▸ **What to produce**
The answer should contain only the lines from the beginning of the entries through the line that holds "column 457, row 337", given again exactly, with no pictures.

(Image-grounded pointing data)
==*==

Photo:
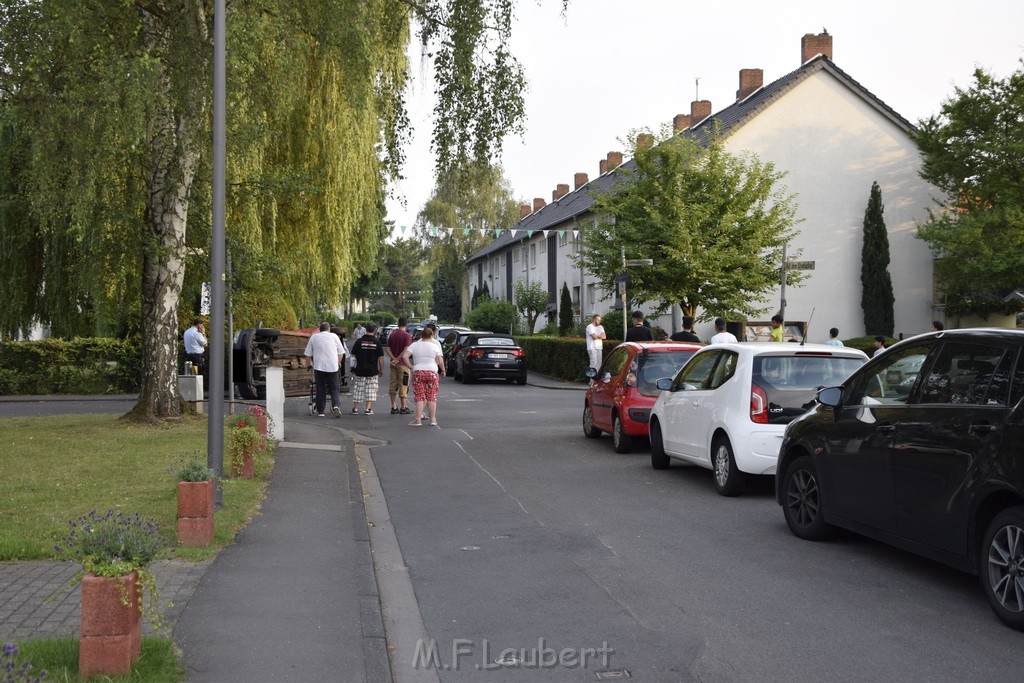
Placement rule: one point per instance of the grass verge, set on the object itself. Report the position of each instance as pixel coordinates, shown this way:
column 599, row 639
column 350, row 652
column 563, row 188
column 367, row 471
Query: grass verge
column 57, row 468
column 58, row 656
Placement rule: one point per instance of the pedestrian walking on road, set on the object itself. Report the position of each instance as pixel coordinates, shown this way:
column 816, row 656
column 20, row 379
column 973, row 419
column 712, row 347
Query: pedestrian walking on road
column 328, row 353
column 428, row 367
column 369, row 356
column 397, row 342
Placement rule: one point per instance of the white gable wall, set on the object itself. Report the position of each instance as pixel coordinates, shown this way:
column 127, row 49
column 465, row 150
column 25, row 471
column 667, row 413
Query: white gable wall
column 833, row 144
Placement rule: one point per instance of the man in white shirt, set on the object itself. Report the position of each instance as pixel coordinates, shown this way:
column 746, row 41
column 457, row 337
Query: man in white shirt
column 196, row 343
column 327, row 352
column 595, row 341
column 721, row 336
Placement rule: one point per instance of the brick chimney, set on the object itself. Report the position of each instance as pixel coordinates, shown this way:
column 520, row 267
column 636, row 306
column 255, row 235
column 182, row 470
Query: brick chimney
column 811, row 45
column 750, row 80
column 699, row 111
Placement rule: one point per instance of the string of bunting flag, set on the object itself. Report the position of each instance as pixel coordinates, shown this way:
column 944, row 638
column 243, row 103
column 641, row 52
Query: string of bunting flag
column 433, row 229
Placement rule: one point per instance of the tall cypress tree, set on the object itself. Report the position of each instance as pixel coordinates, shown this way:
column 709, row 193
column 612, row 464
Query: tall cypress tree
column 877, row 286
column 565, row 316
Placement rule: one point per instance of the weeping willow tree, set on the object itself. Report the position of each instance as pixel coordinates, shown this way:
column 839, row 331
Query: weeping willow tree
column 105, row 108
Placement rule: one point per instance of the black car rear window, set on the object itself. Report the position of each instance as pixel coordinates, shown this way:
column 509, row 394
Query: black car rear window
column 791, row 382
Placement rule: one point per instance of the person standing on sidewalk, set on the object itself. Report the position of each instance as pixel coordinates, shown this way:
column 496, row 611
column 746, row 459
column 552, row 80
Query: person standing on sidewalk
column 328, row 353
column 196, row 344
column 428, row 367
column 369, row 356
column 397, row 342
column 595, row 337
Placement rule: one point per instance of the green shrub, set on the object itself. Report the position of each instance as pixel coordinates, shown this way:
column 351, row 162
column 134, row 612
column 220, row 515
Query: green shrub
column 77, row 366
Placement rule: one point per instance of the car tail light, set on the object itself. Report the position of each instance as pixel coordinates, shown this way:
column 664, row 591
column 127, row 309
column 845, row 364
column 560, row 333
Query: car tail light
column 759, row 404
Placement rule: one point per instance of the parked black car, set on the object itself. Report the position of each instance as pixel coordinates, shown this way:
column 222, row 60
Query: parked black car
column 484, row 354
column 929, row 459
column 451, row 343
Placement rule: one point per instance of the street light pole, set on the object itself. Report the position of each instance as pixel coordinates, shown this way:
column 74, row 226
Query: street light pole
column 215, row 427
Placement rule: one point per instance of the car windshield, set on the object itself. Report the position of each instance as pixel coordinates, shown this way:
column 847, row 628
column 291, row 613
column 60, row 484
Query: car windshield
column 495, row 341
column 791, row 382
column 659, row 365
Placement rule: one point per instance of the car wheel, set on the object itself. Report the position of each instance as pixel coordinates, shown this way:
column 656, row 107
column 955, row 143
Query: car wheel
column 622, row 440
column 588, row 423
column 1001, row 566
column 658, row 459
column 728, row 478
column 802, row 502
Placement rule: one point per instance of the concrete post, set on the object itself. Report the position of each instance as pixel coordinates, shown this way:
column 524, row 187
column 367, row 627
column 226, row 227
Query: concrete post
column 275, row 401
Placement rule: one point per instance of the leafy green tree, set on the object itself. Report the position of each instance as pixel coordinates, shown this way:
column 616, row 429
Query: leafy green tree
column 565, row 315
column 974, row 152
column 113, row 99
column 877, row 285
column 713, row 222
column 530, row 300
column 470, row 201
column 495, row 316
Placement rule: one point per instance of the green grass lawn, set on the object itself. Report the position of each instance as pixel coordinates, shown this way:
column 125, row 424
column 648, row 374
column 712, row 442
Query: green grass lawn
column 54, row 469
column 58, row 656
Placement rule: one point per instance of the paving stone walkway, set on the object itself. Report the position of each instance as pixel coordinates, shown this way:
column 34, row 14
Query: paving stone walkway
column 36, row 600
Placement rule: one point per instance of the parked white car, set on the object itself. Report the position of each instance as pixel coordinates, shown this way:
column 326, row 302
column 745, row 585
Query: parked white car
column 728, row 407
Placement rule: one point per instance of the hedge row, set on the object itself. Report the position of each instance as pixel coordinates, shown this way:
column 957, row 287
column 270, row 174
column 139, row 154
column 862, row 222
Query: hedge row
column 78, row 367
column 564, row 357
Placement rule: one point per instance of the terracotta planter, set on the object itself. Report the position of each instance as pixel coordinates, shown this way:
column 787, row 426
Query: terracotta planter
column 196, row 513
column 111, row 636
column 247, row 469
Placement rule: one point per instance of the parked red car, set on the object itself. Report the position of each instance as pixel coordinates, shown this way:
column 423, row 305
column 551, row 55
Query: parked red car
column 624, row 390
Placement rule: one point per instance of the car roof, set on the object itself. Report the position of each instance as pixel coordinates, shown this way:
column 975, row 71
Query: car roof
column 788, row 348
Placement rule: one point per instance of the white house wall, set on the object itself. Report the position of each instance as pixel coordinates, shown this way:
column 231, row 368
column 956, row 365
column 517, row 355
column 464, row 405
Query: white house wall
column 833, row 144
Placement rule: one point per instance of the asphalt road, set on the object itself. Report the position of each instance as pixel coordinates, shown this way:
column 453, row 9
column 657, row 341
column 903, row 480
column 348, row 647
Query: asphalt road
column 524, row 541
column 522, row 535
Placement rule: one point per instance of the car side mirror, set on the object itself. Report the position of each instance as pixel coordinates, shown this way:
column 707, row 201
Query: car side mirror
column 830, row 396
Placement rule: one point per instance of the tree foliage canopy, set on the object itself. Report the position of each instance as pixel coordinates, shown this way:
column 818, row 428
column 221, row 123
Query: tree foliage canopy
column 974, row 152
column 713, row 222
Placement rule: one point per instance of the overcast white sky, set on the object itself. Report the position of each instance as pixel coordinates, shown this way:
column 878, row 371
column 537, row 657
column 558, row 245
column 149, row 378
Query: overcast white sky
column 612, row 66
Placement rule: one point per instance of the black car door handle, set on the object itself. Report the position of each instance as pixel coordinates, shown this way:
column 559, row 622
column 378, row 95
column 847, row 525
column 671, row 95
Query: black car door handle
column 981, row 429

==*==

▸ **Exercise output**
Photo:
Placement rule: one point per instance of the grass verge, set on the object itself. Report the position of each instance as pixel coordinates, shown this way:
column 599, row 639
column 350, row 652
column 563, row 188
column 367, row 471
Query: grass verge
column 57, row 468
column 58, row 656
Placement rule: one point per instance of the pedestrian walking on road, set on the object itself. Report the position of each instance as pixel coordinates, shown this way:
column 816, row 656
column 20, row 379
column 973, row 419
column 712, row 347
Query: pedestrian walking on road
column 328, row 353
column 428, row 367
column 369, row 356
column 397, row 342
Placement rule: one point per instance of the white gable wall, set on the object itself. Report the position of each instance as pixel coordinates, shown this way:
column 127, row 49
column 465, row 150
column 25, row 471
column 667, row 413
Query: white gable wall
column 833, row 144
Placement rule: one point per instance of the man in white shirt, set on the object itself. Report the position of each instance as pixel coordinates, shown this way:
column 746, row 41
column 457, row 337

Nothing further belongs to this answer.